Transcribe the records below. Leave nothing out and change nothing.

Saved entries
-- Opening Marker --

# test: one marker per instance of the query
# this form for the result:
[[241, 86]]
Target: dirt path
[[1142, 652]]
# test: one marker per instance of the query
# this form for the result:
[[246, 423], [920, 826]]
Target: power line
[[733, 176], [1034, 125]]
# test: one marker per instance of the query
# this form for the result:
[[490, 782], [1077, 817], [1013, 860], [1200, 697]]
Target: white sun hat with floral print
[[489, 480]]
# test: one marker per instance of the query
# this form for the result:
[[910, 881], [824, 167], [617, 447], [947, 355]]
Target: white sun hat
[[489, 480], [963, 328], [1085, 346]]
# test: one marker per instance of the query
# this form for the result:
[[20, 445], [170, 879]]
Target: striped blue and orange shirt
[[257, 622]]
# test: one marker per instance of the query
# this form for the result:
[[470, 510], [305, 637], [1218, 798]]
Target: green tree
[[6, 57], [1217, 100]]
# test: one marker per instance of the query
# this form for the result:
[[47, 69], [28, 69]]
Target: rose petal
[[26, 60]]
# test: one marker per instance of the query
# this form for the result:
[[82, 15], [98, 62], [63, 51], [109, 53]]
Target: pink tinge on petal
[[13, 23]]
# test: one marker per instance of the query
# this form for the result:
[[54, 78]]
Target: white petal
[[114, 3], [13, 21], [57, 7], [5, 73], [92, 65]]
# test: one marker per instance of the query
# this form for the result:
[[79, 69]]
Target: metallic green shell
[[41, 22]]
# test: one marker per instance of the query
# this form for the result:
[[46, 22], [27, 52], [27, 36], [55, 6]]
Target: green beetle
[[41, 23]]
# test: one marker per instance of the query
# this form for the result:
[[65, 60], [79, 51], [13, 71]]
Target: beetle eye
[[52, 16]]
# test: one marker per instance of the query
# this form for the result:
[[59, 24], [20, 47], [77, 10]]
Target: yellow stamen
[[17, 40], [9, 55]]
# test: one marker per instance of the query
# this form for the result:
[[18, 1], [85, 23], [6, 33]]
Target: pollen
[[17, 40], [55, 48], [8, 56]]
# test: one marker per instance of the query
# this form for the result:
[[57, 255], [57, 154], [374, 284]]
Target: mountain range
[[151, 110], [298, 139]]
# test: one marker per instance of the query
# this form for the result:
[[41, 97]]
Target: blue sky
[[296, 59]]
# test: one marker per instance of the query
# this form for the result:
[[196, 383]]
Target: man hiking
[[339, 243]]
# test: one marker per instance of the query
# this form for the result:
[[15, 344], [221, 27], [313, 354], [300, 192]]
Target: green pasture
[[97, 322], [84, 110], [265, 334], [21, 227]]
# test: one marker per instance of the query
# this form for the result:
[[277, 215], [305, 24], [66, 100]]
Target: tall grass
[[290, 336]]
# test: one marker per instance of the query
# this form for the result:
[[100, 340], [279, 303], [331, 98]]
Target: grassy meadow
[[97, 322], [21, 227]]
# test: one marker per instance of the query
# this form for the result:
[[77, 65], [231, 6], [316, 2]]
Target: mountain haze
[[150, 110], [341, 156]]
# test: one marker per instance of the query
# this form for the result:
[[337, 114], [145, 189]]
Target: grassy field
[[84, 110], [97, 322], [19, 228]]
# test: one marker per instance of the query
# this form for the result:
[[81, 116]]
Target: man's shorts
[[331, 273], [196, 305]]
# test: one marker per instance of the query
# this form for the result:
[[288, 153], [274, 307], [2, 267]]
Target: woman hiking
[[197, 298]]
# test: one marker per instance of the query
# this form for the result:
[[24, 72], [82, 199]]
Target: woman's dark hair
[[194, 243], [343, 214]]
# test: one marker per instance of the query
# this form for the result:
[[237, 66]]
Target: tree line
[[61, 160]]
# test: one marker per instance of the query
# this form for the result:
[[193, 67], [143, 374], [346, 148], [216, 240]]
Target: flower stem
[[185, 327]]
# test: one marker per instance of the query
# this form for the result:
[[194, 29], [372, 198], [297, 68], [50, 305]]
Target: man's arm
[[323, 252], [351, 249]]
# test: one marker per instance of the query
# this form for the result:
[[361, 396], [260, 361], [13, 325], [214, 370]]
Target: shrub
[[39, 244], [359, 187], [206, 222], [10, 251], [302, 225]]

-- Closing Marker --

* [Reply to the task]:
# test: one marker per instance of the query
# this form for the result:
[[241, 86]]
Target: dirt path
[[1142, 652]]
# test: one marker per instance of the query
# this form for the result:
[[246, 423], [920, 826]]
Target: power line
[[733, 176], [1034, 125]]
# test: one marker per instance of the query
# this form for the result:
[[490, 782], [1077, 817], [1013, 860], [1200, 697]]
Target: white sun hat with floral print
[[489, 480]]
# test: one marker per instance of the query
# this form for the result:
[[910, 881], [824, 167], [617, 447], [947, 355]]
Target: white sun hat
[[489, 480], [963, 328], [1085, 346]]
# test: one marker per instance of the query
# this form for the result:
[[20, 445], [170, 879]]
Target: striped blue and orange shirt
[[257, 622]]
# test: one marker per instance of the query
# this form for the result:
[[470, 510], [305, 637], [1218, 798]]
Target: green tree
[[6, 57], [1217, 100]]
# test: one marker per instance of the query
# this form for the result:
[[47, 69], [28, 69]]
Target: rose petal
[[26, 60]]
# test: one marker per instance of the query
# this form for the result:
[[82, 15], [98, 62], [63, 51], [109, 53]]
Target: pink tinge on petal
[[13, 23]]
# test: one marker per instance of the query
# this form for the result:
[[54, 78]]
Target: white petal
[[114, 3], [13, 21], [57, 7], [5, 73], [92, 65]]
# test: one marker per instance of the query
# this form for the result:
[[79, 69]]
Target: metallic green shell
[[41, 22]]
# test: one marker per instance of the query
# this form for the result:
[[46, 22], [27, 52], [27, 36], [55, 6]]
Target: green beetle
[[41, 23]]
# test: one marker per instance of the query
# this form for the result:
[[65, 60], [79, 51], [13, 71]]
Target: beetle eye
[[52, 16]]
# test: one marker per instance of the query
# this form for the result:
[[59, 24], [20, 47], [77, 10]]
Target: yellow stamen
[[17, 40], [9, 55]]
# test: one marker per instance of the query
# this form for the result:
[[18, 1], [85, 23], [6, 33]]
Target: pollen
[[17, 40], [55, 48], [8, 56]]
# test: one marker per instance of the query
# this form for the result:
[[57, 255], [57, 154], [374, 284]]
Target: mountain range
[[151, 110], [298, 139]]
# test: one marker per instance of the query
# this form for the result:
[[41, 97]]
Target: blue sky
[[296, 59]]
# test: one marker per instance of the query
# this form for the result:
[[196, 383]]
Target: man hiking
[[339, 243]]
# test: one marker per instance of the query
# this form for the result:
[[15, 344], [221, 27], [313, 354], [300, 192]]
Target: green pasture
[[97, 322], [84, 110], [265, 334], [21, 227]]
# test: one marker per instance of the query
# this form for the result:
[[277, 215], [305, 24], [66, 100]]
Target: tall grass
[[290, 336]]
# test: one marker per instance of the query
# this form for the result:
[[100, 340], [279, 303], [331, 98]]
Target: grassy meadow
[[97, 322], [21, 227]]
# test: one marker per instance of the query
# this form for the result:
[[77, 65], [231, 6], [316, 2]]
Target: mountain haze
[[150, 110], [341, 156]]
# test: one marker per instance of the query
# this form for the result:
[[337, 114], [145, 189]]
Target: grassy field
[[84, 110], [97, 322], [19, 228]]
# test: one marker per instance of the query
# this form for the result:
[[81, 116]]
Target: man's shorts
[[331, 273], [196, 305]]
# test: one marker per instance of the query
# this form for the result:
[[288, 153], [274, 307], [2, 267]]
Target: woman hiking
[[197, 298]]
# test: one marker per instance of the query
# this form for the result:
[[24, 72], [82, 199]]
Target: woman's dark hair
[[194, 243], [343, 214]]
# test: one marker per instance of the query
# this form for the result:
[[237, 66]]
Target: tree line
[[61, 160]]
# test: one marker per instance of the query
# this form for the result:
[[193, 67], [143, 374], [346, 148], [216, 240]]
Target: flower stem
[[185, 327]]
# test: one marker per instance of the query
# this form for the result:
[[194, 29], [372, 198], [297, 68], [50, 305]]
Target: man's arm
[[323, 252], [351, 249]]
# test: one marker per instance of the query
# this form for the result:
[[361, 396], [260, 361], [13, 325], [214, 370]]
Target: shrub
[[39, 244], [359, 187], [206, 222], [10, 251], [302, 225]]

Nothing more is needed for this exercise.